→ **The task**
Please print the material below word for word, from the line containing "Where can you spot the concrete" through the line containing "(1236, 656)", including both of those lines and nothing else.
*** Source material
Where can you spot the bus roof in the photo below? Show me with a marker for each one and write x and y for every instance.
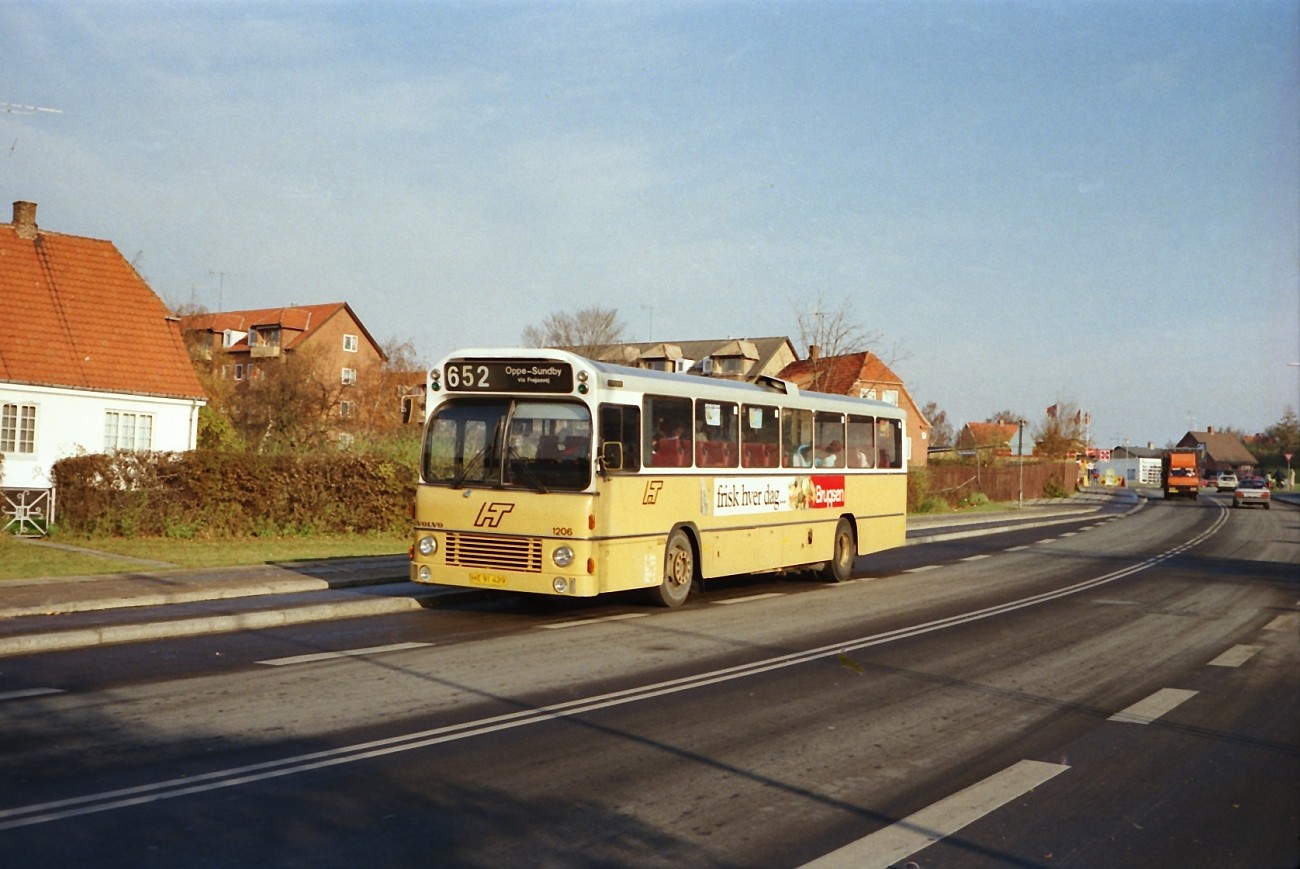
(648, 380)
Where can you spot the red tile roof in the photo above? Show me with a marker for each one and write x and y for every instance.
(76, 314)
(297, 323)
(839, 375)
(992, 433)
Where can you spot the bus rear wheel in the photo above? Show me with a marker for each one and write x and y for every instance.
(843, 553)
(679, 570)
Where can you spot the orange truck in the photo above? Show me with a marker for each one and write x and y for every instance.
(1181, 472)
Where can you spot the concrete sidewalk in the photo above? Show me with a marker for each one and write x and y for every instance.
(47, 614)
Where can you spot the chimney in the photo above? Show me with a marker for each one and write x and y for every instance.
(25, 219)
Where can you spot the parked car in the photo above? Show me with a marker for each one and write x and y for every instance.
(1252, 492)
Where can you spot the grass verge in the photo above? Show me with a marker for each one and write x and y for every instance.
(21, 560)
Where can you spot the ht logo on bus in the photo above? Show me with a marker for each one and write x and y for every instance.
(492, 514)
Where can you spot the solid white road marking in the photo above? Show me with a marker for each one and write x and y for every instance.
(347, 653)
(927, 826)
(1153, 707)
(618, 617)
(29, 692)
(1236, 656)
******
*** Source material
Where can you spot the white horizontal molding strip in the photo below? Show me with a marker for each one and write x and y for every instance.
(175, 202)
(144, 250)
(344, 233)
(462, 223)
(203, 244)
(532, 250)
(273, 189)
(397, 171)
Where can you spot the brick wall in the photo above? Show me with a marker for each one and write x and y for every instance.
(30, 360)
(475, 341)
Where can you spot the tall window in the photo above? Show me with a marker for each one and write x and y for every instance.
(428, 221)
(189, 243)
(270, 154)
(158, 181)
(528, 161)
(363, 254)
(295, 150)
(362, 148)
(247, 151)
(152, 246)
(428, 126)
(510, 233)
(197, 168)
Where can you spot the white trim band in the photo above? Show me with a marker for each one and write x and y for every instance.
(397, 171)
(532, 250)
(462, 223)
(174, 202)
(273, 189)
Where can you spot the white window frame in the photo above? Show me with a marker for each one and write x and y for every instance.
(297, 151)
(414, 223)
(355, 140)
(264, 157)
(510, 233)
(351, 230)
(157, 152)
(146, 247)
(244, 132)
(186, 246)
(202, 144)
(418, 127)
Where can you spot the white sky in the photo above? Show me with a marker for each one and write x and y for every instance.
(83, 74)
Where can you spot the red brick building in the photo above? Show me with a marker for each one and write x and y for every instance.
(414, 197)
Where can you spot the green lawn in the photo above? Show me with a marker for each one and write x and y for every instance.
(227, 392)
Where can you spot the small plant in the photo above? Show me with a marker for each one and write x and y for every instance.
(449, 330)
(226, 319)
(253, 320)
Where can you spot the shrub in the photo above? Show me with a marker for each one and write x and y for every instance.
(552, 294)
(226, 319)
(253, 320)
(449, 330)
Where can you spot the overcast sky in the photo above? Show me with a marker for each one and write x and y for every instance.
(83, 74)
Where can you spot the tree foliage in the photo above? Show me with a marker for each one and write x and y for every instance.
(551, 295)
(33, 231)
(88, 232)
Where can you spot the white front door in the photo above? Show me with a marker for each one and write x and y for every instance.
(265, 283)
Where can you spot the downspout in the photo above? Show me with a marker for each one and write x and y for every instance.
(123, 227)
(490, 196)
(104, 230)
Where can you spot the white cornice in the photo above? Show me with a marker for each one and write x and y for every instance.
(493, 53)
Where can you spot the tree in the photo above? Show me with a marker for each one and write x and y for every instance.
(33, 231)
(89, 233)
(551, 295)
******
→ **Exercise output**
Where can you spot the concrete sidewalk in the photo above? Show me with a marker for each one and write x and y for every instance.
(47, 614)
Where can you spot the chimney in the photo above? Show me with a marker for each one and write x and y for every instance.
(25, 219)
Where can you spot the parked car in the photo above? Show me with a marker for each one and write x and y for every instance.
(1252, 492)
Where can you spot the grass verge in the photo above? Show me with a marker for each one and write x and y for every instance.
(21, 560)
Where can you spot the ht logo on bus in the photo above? Show me with a marker for each one and write x and y for every instance.
(492, 514)
Where can you spot the solid white road marking in the photo above? Show me with a marker for each one and write x and y for every instance.
(347, 653)
(927, 826)
(1153, 707)
(618, 617)
(29, 692)
(1236, 656)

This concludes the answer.